▸ **WHAT THE TASK REQUIRES**:
Reproduce only the lines from the line containing "Where can you see the child's bare" to the end of the entries below, including both of those lines.

▸ **RECORDS FOR THIS EXERCISE**:
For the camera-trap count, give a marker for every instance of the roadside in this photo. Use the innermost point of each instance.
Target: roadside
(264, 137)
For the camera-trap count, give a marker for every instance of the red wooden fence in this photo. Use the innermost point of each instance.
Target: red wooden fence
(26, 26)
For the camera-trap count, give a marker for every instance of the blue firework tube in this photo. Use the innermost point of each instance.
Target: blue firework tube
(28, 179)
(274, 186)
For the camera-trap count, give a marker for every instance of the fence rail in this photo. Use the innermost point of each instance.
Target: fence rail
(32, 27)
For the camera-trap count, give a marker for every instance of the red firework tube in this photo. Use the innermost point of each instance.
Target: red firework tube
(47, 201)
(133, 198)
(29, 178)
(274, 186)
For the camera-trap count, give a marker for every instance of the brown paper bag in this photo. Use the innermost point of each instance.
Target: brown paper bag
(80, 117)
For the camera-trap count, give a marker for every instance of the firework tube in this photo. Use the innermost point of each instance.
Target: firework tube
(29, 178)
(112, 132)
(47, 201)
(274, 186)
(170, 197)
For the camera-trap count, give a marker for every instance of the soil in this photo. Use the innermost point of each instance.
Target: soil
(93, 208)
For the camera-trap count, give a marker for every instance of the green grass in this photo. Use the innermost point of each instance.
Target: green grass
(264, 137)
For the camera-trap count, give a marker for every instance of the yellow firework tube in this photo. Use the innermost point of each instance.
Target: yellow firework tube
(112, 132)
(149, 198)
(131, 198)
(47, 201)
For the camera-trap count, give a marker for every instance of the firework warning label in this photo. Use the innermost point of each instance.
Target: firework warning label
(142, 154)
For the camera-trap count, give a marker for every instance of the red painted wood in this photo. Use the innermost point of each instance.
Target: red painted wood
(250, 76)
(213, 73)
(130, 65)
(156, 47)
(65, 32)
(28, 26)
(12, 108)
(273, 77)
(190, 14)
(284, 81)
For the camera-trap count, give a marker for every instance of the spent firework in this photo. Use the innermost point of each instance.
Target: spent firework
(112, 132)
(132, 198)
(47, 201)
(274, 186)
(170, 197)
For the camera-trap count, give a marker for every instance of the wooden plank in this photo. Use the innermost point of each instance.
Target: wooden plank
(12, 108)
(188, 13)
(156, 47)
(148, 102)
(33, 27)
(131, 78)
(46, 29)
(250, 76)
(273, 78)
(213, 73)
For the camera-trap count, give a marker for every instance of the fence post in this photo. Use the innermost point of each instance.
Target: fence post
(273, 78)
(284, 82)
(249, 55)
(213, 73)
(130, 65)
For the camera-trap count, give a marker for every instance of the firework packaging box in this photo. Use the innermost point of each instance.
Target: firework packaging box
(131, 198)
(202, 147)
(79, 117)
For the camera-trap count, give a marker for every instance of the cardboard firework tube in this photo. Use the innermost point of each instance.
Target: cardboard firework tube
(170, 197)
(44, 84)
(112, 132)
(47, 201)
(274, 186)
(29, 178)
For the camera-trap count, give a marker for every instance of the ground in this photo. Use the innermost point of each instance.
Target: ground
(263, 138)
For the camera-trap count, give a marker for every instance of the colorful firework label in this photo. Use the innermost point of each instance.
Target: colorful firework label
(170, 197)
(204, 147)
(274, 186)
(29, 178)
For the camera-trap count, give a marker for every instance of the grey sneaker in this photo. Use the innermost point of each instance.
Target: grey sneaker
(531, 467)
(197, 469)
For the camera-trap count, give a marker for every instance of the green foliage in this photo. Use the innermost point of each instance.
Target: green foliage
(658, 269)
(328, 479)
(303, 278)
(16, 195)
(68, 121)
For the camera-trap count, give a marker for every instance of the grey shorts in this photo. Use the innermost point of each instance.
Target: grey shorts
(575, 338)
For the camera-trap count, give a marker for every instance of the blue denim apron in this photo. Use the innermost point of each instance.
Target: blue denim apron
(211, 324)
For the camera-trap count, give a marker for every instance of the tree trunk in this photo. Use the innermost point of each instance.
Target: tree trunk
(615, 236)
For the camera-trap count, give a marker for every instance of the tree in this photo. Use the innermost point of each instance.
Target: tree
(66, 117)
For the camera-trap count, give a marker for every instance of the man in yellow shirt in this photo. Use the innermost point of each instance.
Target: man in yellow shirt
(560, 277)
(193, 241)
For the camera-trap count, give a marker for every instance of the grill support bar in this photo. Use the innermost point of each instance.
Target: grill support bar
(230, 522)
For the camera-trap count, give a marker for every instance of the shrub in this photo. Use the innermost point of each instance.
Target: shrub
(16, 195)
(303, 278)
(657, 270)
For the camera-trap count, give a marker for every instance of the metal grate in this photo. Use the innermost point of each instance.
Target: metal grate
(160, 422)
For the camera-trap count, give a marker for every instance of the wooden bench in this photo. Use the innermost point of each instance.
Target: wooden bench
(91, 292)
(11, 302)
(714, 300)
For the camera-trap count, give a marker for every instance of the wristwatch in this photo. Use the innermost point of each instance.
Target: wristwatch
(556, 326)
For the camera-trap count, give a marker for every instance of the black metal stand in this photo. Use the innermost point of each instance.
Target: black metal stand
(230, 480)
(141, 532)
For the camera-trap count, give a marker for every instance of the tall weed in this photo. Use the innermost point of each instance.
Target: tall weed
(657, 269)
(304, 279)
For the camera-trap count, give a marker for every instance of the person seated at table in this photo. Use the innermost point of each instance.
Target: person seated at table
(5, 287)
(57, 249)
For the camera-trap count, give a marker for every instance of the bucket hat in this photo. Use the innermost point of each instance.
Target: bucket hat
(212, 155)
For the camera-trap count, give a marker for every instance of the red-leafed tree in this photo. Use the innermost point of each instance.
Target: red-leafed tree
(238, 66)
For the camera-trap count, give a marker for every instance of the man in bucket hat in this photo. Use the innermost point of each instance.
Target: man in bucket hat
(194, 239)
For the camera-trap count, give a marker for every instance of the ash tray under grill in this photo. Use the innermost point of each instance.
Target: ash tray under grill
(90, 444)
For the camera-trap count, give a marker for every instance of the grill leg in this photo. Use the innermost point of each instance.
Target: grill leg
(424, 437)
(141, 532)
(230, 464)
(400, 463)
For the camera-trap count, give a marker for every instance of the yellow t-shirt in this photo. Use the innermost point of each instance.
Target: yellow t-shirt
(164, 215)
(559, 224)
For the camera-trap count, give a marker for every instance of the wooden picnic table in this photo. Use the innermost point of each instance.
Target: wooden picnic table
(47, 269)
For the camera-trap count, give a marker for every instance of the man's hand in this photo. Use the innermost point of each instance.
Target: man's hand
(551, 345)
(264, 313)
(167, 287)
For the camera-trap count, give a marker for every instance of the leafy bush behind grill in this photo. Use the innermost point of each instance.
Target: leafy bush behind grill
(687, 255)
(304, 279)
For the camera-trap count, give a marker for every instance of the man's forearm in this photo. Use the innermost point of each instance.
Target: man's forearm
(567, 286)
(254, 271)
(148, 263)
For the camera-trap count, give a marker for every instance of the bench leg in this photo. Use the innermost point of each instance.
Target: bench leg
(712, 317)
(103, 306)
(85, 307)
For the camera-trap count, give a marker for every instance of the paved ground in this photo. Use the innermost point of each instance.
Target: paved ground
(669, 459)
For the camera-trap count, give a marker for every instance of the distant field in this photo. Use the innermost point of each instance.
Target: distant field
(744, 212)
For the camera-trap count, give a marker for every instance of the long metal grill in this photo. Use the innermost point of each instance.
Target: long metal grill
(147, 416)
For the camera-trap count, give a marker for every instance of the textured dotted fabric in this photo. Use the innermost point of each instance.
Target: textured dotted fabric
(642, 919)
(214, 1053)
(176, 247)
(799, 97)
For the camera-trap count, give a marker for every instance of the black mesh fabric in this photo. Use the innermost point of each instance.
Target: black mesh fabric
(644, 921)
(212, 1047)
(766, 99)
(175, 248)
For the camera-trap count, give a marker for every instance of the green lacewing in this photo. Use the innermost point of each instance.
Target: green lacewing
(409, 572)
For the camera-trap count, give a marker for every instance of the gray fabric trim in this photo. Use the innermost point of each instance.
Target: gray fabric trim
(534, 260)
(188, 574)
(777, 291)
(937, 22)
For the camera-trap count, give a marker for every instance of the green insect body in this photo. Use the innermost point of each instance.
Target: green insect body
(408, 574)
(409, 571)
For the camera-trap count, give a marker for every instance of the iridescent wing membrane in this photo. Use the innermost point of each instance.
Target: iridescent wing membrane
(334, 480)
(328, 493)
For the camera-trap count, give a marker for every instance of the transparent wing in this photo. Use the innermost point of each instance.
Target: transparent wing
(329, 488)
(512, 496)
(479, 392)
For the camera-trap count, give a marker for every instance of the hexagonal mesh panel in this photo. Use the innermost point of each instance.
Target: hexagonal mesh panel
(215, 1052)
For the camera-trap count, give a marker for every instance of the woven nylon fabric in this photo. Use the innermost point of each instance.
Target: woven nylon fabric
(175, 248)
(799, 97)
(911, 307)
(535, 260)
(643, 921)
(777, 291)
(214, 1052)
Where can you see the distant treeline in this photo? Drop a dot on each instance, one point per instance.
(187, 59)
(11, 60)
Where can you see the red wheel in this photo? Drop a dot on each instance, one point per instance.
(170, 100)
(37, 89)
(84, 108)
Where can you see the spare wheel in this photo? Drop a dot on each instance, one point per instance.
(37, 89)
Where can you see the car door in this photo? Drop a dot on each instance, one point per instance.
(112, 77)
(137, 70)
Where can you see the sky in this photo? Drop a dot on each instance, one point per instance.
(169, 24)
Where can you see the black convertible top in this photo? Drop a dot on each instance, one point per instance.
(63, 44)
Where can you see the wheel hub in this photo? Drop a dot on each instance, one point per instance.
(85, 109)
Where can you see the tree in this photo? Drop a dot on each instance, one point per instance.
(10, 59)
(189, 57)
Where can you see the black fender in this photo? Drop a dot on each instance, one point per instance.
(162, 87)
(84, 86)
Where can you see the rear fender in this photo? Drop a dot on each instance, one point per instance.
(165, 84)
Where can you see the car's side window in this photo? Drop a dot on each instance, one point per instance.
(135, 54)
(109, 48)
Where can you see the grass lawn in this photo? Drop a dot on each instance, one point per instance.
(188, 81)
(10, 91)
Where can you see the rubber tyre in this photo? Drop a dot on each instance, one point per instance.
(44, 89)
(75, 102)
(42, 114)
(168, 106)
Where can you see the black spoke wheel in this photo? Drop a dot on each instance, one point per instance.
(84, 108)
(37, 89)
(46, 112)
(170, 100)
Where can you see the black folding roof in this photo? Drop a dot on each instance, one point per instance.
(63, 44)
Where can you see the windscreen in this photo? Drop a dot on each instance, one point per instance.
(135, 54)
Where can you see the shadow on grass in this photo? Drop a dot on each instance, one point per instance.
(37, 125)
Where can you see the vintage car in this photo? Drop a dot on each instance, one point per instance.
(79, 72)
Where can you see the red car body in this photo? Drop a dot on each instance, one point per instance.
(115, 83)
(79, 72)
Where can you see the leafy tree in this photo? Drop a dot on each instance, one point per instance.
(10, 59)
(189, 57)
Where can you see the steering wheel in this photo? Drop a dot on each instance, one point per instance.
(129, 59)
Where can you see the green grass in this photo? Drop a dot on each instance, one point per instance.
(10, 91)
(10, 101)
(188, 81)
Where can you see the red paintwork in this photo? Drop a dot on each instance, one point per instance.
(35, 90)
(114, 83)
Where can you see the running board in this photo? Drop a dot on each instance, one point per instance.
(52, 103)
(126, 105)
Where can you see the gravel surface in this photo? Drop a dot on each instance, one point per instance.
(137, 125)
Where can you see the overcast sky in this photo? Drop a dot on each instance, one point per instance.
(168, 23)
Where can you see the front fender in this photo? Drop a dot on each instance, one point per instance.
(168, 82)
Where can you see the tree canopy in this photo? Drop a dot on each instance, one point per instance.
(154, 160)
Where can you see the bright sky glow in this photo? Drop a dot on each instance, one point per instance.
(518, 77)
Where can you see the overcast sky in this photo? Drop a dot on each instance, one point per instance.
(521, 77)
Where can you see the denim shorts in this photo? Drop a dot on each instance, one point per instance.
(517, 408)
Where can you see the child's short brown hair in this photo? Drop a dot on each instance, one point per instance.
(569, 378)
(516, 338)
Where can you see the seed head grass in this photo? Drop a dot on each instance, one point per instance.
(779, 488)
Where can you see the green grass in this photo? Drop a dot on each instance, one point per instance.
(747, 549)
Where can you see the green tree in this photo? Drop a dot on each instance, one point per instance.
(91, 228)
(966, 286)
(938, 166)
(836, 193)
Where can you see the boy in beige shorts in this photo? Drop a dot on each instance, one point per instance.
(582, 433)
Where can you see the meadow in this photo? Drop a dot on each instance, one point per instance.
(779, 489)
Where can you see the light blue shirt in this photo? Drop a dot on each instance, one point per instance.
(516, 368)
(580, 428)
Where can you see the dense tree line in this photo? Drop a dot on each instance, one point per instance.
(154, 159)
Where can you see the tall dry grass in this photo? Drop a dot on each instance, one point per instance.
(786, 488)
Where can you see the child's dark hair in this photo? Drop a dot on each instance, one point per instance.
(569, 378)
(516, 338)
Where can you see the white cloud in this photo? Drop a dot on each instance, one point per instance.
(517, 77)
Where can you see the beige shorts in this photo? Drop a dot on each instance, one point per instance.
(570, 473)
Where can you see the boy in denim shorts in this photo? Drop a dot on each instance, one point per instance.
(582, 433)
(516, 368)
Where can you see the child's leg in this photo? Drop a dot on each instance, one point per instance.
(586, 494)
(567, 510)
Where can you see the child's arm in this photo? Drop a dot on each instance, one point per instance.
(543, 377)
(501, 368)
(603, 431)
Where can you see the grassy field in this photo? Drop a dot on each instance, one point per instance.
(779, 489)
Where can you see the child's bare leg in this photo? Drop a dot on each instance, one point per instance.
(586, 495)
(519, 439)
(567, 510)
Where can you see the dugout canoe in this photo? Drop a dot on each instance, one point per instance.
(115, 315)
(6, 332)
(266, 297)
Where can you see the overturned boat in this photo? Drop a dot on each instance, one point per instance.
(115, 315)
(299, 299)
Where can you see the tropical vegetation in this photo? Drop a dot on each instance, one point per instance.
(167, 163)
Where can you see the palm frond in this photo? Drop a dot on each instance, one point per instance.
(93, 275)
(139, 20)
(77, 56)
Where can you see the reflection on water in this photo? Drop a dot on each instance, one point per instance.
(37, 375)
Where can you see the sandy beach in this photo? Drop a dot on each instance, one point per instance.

▸ **ANSWER TO THE TASK**:
Where can you see the child's bare leg in this photo? Drop a dot on each instance, one point per instance.
(586, 495)
(519, 439)
(567, 510)
Where can you see the dugout canoe in this photo? Drop a dot on each instance, one point per instance.
(115, 315)
(6, 332)
(266, 297)
Where can you see the overturned boat in this photo? Drop a dot on each instance, one point per instance.
(115, 315)
(299, 299)
Where can you see the tropical vegetation in this photo? Drop a dot on each instance, one point per instance.
(167, 163)
Where can you see the palm frond in this photo? Drop a dot on each instance, one point per instance.
(93, 275)
(139, 20)
(77, 56)
Where can you see the reflection on water in this photo? Drop a dot on each instance, one point per instance.
(37, 375)
Where can you see the sandy beach in this photo? Drop a dot on each instance, one point per instance.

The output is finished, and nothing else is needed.